In July, 2021, we raised alarms about proposed legislation to create a Certification Board for Peer Specialists. (You can see details of that alert here: http://tiny.cc/PSBOD) The legislation came as a surprise to many people across the state, and we never could quite pin down why it was happening. It now seems clear that the move to implement a Board of this nature to oversee Peer Specialists in the state is closely tied in with the move to make the work of Peer Specialists Medicaid reimbursable.
On March 15, 2022, Governor Charlie Bake filed a new bill called, “An Act Investing in the Future of Our Health.” The Bill is 124 pages long, and covers a lot of ground.
- It’s intent is summarized in a press release available at tiny.cc/BakerBillCPS
- The full Bill can be downloaded here: https://malegislature.gov/Bills/192/S2774
Also buried in the bill—beginning on page 24— are portions that directly impact people working in peer support roles across the state. Specifically, the new Bill revives the enactment of a Certified Peer Worker Board of Registration. This new version does make one key improvement: A minimum of 25% of the Board will be made up of people who occupy peer roles, and an additional 20% of members will need to have been recipients of formal peer supports for at least one year. Meanwhile, the representation of people holding more clinical roles has been reduced to 27 to 40%. (In the prior bill, only 18% of membership would have necessarily had experience with peer support, and 45% of seats would have been occupied by people with more clinical focuses.)

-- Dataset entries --
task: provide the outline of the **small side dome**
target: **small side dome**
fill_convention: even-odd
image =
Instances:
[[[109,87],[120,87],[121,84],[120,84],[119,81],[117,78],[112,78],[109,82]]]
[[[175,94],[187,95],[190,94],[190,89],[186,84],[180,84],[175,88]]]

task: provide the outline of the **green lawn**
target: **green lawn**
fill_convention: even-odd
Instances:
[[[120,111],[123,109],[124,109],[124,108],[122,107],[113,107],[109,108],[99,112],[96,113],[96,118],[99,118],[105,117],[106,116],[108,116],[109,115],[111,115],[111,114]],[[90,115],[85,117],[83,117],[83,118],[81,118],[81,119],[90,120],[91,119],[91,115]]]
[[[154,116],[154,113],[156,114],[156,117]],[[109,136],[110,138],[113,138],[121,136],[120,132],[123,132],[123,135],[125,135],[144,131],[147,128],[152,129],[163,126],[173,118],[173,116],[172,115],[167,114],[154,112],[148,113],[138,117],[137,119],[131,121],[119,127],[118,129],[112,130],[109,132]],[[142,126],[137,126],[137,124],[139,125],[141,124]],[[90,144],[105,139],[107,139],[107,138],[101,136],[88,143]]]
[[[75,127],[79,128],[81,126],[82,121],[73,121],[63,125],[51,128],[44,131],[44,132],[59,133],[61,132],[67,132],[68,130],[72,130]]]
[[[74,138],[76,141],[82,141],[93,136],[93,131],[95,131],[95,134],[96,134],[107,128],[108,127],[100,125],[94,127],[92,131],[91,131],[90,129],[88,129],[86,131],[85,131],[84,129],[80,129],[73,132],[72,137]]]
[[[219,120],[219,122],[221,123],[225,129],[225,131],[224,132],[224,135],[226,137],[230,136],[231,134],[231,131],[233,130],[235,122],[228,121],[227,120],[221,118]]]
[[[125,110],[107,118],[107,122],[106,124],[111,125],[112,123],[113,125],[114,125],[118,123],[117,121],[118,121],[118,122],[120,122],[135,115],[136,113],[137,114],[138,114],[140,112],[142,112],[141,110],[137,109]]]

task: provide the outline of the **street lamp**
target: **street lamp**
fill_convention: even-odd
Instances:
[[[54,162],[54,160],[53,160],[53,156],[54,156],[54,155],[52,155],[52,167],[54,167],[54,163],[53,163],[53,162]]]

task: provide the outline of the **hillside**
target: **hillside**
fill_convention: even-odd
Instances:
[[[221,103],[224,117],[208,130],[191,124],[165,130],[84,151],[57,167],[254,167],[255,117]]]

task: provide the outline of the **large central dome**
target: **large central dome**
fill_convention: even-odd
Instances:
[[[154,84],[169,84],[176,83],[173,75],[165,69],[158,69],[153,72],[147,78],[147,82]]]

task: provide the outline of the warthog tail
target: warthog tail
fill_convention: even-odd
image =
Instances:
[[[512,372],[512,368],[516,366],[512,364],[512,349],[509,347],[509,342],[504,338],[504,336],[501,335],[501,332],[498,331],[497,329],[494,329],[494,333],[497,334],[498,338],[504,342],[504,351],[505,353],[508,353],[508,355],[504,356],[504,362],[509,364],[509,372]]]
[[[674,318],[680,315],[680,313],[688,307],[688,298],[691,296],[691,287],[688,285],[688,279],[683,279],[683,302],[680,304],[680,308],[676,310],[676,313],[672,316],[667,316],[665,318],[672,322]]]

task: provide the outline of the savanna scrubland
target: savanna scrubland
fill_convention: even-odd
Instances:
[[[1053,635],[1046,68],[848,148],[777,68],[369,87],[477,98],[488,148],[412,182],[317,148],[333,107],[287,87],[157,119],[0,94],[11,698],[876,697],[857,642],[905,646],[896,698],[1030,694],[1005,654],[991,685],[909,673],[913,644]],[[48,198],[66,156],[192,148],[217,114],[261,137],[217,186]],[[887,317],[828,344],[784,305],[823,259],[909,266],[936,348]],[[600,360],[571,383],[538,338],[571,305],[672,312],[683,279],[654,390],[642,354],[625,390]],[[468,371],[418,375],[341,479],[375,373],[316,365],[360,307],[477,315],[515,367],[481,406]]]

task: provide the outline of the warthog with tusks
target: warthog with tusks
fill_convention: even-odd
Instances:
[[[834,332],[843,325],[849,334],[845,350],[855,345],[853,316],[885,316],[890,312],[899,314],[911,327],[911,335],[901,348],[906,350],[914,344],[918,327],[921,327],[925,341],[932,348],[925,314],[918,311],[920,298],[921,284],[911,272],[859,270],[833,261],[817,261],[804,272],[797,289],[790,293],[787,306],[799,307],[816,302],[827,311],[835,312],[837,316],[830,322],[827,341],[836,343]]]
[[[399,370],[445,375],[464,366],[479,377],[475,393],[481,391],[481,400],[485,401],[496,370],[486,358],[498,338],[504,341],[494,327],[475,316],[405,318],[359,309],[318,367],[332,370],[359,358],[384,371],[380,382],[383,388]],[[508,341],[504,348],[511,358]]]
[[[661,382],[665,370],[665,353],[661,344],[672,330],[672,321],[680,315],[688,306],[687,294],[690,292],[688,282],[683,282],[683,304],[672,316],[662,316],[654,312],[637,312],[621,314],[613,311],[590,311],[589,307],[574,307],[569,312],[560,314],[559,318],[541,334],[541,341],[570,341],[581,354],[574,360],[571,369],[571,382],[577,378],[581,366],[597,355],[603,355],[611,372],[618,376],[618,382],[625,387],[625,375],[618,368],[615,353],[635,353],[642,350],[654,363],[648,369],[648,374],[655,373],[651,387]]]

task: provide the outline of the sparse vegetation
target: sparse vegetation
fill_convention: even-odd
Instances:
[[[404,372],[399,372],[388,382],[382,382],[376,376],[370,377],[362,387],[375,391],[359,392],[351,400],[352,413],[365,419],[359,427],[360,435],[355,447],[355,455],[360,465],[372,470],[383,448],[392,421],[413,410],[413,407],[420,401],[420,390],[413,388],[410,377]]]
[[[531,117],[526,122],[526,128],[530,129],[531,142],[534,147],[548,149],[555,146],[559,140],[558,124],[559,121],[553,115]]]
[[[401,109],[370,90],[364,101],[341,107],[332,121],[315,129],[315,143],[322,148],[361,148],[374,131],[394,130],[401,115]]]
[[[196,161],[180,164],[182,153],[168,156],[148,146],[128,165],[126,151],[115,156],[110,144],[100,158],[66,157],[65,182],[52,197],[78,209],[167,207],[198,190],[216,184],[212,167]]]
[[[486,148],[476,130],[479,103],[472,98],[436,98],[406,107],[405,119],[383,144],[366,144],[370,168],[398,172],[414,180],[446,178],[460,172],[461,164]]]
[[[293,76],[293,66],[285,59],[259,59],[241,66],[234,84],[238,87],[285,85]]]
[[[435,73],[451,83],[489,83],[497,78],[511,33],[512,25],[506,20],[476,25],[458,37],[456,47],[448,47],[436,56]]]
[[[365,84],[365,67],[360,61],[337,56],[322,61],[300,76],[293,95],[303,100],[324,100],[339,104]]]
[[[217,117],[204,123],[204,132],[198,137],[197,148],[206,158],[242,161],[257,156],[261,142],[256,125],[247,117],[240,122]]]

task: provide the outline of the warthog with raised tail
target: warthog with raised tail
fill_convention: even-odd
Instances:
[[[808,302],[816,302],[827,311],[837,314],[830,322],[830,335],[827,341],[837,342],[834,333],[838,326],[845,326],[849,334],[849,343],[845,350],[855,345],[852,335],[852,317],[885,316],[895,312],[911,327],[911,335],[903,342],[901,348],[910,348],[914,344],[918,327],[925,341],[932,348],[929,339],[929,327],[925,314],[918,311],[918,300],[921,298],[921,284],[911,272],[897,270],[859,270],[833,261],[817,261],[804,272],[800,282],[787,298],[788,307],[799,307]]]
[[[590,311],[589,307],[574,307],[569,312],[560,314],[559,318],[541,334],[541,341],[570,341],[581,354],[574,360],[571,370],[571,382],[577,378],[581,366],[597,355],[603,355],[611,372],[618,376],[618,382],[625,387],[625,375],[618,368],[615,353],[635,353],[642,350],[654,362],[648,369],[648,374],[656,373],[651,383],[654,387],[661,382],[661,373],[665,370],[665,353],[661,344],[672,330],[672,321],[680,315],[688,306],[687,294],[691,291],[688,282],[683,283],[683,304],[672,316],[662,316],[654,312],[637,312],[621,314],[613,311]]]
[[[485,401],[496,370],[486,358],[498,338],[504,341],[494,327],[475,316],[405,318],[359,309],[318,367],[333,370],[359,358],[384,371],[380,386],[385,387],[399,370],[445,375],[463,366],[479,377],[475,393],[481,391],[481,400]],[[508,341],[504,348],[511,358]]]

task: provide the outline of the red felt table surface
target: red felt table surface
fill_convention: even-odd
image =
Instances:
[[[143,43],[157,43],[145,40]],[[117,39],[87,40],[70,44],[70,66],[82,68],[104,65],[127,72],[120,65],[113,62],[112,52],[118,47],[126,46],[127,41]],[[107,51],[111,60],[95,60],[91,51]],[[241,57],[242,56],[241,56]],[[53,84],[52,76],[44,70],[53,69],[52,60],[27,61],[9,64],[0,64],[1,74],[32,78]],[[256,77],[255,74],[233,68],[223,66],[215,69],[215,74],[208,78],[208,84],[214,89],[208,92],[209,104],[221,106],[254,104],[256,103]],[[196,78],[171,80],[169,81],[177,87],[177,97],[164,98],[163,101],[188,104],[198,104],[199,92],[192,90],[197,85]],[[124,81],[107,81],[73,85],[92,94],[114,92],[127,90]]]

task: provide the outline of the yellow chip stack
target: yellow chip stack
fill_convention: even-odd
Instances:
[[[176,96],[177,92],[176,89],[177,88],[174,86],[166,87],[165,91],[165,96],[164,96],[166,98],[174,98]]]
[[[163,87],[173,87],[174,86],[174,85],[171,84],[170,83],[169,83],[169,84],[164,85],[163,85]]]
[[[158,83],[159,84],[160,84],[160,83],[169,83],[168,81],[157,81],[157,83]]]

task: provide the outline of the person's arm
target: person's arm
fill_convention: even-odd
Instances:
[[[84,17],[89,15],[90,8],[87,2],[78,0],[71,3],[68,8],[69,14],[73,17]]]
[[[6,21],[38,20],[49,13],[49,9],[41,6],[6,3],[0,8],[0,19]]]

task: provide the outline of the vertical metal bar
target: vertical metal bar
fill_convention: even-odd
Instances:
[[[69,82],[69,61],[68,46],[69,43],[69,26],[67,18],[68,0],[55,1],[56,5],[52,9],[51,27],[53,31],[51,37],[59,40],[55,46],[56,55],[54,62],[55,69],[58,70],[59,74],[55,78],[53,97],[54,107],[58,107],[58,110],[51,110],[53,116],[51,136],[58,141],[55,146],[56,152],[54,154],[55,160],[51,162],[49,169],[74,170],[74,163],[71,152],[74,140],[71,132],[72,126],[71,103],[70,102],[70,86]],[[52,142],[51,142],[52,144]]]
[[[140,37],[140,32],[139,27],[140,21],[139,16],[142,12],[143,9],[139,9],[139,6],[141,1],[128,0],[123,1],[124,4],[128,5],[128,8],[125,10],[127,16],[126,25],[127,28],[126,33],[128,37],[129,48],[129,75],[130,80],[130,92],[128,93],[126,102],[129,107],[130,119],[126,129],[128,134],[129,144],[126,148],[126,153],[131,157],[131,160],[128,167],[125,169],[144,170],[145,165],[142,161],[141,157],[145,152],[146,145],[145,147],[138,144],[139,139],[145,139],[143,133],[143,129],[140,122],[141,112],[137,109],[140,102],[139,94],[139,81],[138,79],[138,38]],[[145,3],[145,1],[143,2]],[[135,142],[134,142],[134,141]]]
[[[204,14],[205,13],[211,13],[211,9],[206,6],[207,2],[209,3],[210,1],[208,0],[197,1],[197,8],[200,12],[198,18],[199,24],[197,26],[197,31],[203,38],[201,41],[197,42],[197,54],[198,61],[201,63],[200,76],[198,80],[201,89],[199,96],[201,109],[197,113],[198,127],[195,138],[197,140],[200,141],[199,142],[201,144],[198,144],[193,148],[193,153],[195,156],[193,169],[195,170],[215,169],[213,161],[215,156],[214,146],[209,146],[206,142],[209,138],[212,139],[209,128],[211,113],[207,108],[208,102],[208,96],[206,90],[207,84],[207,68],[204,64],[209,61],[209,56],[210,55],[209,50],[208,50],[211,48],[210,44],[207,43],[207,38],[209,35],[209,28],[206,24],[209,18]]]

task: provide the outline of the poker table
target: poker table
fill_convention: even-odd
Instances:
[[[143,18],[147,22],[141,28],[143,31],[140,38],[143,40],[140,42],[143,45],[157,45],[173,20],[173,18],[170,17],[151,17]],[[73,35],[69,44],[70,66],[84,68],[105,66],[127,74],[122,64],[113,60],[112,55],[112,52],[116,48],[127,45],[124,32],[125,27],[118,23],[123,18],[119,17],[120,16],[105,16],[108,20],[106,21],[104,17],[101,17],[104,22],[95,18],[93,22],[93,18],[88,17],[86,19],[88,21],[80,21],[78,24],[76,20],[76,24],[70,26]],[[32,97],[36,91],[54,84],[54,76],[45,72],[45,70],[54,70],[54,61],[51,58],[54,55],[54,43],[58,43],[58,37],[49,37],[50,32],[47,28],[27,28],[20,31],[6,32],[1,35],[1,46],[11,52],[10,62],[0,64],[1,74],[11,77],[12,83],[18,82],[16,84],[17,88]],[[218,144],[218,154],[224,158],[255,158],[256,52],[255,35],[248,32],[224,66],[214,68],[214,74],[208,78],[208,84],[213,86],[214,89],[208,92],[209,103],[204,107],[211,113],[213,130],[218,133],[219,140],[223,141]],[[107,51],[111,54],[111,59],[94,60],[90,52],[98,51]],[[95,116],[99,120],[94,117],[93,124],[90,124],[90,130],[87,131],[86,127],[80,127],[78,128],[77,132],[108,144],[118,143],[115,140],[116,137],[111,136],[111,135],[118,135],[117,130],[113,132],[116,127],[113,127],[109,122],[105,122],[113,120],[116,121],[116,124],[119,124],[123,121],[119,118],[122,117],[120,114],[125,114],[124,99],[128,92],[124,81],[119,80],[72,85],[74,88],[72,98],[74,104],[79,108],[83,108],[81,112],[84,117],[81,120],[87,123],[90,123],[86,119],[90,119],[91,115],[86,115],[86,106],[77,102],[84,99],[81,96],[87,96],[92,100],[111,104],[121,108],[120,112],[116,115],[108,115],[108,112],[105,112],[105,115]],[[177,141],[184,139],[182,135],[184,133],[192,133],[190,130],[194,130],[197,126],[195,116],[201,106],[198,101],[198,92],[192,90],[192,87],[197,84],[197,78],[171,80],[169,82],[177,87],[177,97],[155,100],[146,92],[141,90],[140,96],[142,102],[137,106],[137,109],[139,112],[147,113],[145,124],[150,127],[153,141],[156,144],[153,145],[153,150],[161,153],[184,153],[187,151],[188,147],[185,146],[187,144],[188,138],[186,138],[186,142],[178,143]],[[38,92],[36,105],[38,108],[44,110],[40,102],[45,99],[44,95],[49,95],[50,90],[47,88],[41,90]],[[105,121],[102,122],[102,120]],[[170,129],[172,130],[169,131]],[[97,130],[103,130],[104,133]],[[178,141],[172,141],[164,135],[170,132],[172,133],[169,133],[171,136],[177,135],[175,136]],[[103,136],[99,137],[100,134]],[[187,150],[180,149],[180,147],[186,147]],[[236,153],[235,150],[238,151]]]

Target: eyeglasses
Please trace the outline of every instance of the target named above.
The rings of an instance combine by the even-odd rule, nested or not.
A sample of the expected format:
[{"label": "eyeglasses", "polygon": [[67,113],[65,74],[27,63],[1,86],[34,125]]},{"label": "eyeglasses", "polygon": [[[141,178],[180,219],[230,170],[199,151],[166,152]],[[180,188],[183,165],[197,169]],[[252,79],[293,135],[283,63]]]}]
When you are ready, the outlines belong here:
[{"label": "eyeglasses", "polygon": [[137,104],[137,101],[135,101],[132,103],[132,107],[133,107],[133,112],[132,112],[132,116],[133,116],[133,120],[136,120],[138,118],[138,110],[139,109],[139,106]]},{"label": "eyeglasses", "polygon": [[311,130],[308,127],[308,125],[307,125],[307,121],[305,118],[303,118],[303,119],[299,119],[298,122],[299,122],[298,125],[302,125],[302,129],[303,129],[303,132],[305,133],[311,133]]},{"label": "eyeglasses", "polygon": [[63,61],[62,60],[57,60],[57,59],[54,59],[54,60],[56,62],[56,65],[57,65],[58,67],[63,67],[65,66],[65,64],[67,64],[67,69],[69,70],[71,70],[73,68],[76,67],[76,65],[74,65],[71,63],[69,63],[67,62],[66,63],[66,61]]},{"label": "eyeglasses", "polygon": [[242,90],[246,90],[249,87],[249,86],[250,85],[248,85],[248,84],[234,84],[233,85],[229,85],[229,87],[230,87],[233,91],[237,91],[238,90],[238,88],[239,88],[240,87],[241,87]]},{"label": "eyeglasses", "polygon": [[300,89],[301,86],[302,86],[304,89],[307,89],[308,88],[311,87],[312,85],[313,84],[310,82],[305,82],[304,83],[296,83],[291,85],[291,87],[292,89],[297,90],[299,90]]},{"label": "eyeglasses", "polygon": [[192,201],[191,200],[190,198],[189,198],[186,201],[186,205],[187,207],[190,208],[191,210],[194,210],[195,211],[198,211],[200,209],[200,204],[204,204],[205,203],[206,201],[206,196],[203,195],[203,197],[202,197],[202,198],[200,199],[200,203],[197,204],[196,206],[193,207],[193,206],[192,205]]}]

-- What this task involves --
Give the part of the peer specialist board text that opens with the words containing "In July, 2021, we" and closes with "Specialists Medicaid reimbursable.", updating "Certification Board" to "Registration Board". Work from the text alone.

-- Written response --
In July, 2021, we raised alarms about proposed legislation to create a Registration Board for Peer Specialists. (You can see details of that alert here: http://tiny.cc/PSBOD) The legislation came as a surprise to many people across the state, and we never could quite pin down why it was happening. It now seems clear that the move to implement a Board of this nature to oversee Peer Specialists in the state is closely tied in with the move to make the work of Peer Specialists Medicaid reimbursable.